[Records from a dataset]
──────────────────────────────

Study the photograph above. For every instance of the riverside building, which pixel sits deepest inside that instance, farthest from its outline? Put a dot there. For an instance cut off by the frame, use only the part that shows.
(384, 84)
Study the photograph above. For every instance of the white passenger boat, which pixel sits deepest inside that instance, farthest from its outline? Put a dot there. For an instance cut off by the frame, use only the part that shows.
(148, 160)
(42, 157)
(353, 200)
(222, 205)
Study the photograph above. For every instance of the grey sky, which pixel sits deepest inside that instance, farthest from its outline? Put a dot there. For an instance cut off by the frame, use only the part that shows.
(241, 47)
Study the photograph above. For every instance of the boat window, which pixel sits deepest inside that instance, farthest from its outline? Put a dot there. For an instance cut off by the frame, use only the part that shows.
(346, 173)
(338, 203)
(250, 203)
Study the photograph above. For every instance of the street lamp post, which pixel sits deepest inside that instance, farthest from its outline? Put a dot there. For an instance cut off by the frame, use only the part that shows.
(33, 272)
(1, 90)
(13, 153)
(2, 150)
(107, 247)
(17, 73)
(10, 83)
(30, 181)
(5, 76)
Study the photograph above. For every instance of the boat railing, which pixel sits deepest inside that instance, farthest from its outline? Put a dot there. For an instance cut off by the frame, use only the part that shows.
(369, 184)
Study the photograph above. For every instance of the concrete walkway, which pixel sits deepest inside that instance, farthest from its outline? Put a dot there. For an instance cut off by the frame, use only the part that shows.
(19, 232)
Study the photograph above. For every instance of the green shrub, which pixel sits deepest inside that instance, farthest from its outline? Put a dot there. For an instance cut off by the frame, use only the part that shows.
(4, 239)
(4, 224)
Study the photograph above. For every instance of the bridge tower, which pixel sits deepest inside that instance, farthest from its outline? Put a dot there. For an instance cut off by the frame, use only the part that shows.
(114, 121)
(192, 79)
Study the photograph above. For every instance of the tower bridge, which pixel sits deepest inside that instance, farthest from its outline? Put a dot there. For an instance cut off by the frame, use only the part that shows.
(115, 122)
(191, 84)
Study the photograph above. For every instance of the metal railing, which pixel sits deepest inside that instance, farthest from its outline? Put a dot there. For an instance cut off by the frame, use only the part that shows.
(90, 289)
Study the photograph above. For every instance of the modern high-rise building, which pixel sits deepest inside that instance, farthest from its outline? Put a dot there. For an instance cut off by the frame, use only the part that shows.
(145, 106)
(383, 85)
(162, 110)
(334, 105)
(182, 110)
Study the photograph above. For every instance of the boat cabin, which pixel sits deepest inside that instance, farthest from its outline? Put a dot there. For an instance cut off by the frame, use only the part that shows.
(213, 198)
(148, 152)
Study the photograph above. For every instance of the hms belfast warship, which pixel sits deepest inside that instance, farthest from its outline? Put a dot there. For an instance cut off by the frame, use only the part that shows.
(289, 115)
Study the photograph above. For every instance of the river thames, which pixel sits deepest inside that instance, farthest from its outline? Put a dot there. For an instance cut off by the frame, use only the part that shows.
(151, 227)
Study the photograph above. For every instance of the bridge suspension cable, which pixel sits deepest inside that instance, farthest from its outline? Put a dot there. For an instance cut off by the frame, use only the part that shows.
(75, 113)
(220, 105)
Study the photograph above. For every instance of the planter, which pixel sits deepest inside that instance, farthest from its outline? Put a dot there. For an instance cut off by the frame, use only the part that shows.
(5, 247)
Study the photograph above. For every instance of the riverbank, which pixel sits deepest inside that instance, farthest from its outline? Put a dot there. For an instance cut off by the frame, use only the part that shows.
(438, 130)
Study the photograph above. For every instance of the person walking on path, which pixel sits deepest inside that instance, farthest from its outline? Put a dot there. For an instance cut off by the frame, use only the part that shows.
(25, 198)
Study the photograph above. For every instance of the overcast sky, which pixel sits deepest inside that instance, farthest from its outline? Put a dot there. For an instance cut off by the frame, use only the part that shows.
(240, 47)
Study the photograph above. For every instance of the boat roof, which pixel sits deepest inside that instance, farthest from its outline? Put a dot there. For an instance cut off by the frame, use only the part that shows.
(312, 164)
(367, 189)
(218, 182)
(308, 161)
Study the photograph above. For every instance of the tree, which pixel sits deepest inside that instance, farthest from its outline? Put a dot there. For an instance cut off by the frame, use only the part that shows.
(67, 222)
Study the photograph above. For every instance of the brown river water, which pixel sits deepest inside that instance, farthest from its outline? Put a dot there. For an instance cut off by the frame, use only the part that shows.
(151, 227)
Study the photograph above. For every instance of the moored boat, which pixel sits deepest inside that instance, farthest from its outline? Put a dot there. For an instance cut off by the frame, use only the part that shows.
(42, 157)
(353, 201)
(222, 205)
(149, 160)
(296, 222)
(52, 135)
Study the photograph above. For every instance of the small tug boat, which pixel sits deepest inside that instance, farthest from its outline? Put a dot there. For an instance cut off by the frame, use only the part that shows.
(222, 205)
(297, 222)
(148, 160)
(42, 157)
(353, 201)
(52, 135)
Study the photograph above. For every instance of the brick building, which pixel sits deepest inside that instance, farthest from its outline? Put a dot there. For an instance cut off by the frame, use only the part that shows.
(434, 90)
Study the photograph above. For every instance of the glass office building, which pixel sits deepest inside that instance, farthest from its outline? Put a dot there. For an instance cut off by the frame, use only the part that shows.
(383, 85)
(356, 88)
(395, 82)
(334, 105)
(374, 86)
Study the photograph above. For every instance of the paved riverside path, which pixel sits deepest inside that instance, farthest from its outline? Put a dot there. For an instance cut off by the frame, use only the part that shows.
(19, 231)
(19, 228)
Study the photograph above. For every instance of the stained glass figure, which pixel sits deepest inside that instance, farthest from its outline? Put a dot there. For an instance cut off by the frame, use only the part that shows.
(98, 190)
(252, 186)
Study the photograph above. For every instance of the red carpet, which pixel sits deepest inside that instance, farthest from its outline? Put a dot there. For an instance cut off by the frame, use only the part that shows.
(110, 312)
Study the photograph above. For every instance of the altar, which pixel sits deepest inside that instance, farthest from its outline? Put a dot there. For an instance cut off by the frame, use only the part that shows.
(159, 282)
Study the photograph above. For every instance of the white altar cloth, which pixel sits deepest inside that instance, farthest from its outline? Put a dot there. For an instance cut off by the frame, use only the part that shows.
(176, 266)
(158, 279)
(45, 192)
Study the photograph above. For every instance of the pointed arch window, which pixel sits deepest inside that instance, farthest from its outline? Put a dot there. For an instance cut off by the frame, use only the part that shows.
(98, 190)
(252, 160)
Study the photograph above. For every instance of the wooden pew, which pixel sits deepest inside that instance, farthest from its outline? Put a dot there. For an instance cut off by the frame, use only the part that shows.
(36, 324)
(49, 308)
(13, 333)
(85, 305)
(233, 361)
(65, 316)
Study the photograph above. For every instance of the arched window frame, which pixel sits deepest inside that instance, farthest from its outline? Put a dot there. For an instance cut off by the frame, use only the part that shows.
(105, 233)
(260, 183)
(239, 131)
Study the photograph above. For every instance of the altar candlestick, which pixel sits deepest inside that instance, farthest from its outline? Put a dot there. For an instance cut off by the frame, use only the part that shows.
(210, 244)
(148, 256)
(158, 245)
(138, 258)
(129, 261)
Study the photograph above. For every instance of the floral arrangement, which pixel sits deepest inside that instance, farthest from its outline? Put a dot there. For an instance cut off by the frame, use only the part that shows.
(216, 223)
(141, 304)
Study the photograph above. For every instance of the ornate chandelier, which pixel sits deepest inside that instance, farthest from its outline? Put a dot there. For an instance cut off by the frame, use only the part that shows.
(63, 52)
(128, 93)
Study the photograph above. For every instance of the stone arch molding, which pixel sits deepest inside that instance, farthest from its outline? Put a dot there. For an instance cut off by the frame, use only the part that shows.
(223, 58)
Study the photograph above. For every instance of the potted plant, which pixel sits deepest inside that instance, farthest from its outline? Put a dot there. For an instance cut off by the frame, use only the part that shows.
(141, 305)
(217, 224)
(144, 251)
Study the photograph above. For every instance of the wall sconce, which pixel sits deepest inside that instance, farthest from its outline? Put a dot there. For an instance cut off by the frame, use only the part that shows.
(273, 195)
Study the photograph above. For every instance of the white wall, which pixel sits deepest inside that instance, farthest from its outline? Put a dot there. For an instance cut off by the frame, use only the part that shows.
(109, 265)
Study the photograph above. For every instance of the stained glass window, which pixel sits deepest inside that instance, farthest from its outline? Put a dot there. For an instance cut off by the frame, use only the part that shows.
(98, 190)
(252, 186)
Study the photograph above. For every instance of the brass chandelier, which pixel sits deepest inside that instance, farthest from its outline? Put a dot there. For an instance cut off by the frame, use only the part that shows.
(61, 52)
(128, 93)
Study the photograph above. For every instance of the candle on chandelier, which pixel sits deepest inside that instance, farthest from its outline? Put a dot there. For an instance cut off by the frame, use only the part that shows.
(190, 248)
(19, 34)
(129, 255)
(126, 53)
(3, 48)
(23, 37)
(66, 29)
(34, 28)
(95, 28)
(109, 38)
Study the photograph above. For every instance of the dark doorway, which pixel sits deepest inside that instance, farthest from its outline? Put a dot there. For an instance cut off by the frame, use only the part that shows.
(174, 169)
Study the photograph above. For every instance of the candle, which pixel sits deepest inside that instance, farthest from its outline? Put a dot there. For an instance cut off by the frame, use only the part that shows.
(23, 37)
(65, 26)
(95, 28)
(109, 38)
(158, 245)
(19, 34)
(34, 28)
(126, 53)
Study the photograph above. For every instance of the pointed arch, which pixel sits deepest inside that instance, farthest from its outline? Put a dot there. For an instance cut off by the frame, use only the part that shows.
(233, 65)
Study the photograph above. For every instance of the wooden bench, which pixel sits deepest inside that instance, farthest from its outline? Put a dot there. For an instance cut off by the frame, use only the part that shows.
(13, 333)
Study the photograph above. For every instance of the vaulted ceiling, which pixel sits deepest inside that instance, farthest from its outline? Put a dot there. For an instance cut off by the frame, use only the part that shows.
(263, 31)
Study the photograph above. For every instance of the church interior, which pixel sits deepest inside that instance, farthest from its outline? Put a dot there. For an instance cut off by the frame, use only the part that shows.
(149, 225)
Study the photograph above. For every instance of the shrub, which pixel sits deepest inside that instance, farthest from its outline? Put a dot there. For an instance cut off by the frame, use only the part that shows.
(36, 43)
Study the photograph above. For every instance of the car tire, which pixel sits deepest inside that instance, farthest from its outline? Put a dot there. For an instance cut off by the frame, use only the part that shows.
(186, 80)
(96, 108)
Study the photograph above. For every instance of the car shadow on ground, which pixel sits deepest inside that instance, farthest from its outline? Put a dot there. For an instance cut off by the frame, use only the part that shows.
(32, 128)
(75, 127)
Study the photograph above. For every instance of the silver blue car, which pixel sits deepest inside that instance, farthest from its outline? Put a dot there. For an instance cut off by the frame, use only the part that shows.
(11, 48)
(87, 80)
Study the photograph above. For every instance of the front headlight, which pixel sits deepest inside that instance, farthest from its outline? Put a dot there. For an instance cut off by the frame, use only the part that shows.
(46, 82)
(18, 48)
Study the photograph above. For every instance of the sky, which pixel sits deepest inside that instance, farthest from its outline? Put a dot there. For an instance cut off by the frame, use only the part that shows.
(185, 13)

──────────────────────────────

Reproduce exactly the lines from the one containing "the shrub, which" through the last line of the records above, including both, and nothing else.

→ **Response below**:
Study the photograph above. For every instance of the shrub, which pixel sits deepest inside that instance, farthest from its outline? Put a dot there. For an instance cut off by the frame, use only the part that shows.
(36, 43)
Study the photograph above. For every instance of the car tire, which pixel sits deepest inside that instance, farthest from its outline? Put a dot there. For an instance cut off by the frame, use only the part that shows.
(186, 80)
(96, 108)
Study the photograph above. For every instance of the car shadow on ground, which pixel sits deepest inside that instance, farthest from its outline? Put a dot there. For an instance cut off by the frame, use only the part that shows.
(32, 128)
(75, 127)
Study the photograph above. For every instance of the silver blue car, which pixel sits deepest inside that instance, farthest from its outline? Put a dot there. For an instance cut off by the frame, use only the part that shows.
(11, 48)
(87, 80)
Study the photograph above. For every instance of the front headlight, which pixel sits deepest inside that instance, farthest from its outline? Put a dot there. For an instance cut off by the frame, use only the part that shows.
(46, 82)
(18, 48)
Study the photograph above. For every instance of the sky, which pixel sits deepest inside that instance, farthest from its outline? Put a dot there. For an instance cut off by the frame, use only the part that shows.
(185, 13)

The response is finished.